Copy every line of the material below that contains the string "formatted".

### Entries provided

************

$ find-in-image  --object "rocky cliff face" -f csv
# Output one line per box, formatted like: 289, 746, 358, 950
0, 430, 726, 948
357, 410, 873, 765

************

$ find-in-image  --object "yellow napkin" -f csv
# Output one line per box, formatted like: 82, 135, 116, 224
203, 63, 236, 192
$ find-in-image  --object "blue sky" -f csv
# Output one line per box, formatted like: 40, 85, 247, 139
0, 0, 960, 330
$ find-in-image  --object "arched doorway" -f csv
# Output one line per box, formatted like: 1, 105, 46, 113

************

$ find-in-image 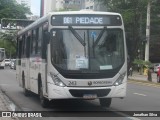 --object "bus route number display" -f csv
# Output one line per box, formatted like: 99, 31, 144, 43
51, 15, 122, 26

************

### Written reply
# Output one line per box, formatted like: 289, 746, 358, 950
# Output one line per box, formatted like: 82, 135, 116, 224
# Output one line per box, formatted like: 40, 85, 247, 139
# Output one line per box, formatted like: 1, 105, 46, 113
# Output one line per box, formatted like: 99, 31, 144, 43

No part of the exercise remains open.